Stated goal
Print verbatim the lines of the entries from the one containing "the brown shingle." to the last, inclusive, and no others.

Given data
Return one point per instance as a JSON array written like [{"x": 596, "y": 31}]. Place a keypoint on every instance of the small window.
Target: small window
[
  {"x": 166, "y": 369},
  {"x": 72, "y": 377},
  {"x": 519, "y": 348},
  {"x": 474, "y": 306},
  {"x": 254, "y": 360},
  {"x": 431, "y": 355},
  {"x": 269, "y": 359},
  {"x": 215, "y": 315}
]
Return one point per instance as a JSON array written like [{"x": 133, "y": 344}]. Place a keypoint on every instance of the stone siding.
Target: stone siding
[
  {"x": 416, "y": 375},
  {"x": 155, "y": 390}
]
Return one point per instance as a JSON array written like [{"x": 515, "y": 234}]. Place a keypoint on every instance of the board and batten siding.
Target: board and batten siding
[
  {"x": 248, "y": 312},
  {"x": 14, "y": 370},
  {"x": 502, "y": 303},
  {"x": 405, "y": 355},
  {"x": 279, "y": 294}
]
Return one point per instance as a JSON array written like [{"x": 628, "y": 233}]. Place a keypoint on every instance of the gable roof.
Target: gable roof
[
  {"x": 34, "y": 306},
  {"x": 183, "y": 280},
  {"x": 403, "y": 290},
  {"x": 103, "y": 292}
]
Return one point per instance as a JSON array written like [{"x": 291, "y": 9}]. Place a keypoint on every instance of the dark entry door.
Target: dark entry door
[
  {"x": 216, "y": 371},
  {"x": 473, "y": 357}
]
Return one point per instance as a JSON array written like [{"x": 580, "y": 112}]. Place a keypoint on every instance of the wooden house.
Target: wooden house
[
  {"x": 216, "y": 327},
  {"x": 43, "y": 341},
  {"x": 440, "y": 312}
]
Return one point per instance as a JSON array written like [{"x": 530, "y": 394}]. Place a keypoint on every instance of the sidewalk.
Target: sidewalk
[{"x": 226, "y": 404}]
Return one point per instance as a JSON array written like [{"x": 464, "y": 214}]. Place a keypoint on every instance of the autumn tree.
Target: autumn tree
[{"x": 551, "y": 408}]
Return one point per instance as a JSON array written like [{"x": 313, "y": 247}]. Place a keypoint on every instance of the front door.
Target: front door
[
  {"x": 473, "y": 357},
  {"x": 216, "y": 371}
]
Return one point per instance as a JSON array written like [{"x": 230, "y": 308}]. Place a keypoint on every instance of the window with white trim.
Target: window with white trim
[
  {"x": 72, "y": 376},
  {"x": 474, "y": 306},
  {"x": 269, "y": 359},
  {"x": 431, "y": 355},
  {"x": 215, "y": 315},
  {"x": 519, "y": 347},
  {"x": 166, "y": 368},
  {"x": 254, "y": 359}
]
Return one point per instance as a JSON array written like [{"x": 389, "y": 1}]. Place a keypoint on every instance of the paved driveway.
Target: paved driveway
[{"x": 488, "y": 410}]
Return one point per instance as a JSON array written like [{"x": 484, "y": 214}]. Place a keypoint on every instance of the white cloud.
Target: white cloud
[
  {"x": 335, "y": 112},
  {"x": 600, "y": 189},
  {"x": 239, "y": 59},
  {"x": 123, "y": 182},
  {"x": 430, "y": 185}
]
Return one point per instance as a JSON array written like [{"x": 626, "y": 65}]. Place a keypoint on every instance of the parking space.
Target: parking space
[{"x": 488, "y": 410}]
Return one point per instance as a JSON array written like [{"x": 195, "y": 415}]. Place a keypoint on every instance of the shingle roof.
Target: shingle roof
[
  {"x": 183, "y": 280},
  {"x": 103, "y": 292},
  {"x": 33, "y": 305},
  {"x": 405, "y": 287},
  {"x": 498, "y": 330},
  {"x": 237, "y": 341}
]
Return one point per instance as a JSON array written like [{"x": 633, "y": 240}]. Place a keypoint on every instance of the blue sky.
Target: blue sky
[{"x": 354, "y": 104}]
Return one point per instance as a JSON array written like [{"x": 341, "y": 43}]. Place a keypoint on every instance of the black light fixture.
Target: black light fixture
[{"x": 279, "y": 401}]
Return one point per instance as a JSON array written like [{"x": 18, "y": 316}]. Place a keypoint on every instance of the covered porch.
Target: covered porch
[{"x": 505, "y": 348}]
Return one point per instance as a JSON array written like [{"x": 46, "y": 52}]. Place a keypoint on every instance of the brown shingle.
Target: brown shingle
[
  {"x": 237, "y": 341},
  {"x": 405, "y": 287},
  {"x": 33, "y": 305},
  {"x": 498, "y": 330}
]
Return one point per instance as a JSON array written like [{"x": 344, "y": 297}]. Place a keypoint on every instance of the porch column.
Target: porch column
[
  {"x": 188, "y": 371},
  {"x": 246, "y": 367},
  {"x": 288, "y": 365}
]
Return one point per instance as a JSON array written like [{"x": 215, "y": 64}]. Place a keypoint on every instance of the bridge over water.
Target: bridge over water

Written answer
Return one point per instance as a JSON array written like [{"x": 46, "y": 52}]. Place a keypoint on every instance of the brown shingle.
Target: brown shingle
[
  {"x": 237, "y": 341},
  {"x": 405, "y": 287},
  {"x": 33, "y": 305},
  {"x": 498, "y": 330}
]
Return one point per instance as a JSON array written like [{"x": 344, "y": 297}]. Place a keypoint on every instance of the porch column.
Target: porch column
[
  {"x": 188, "y": 371},
  {"x": 246, "y": 367},
  {"x": 288, "y": 365}
]
Return one point per instance as a JSON array written like [{"x": 215, "y": 64}]. Place a keypoint on every instance of the bridge over water.
Target: bridge over water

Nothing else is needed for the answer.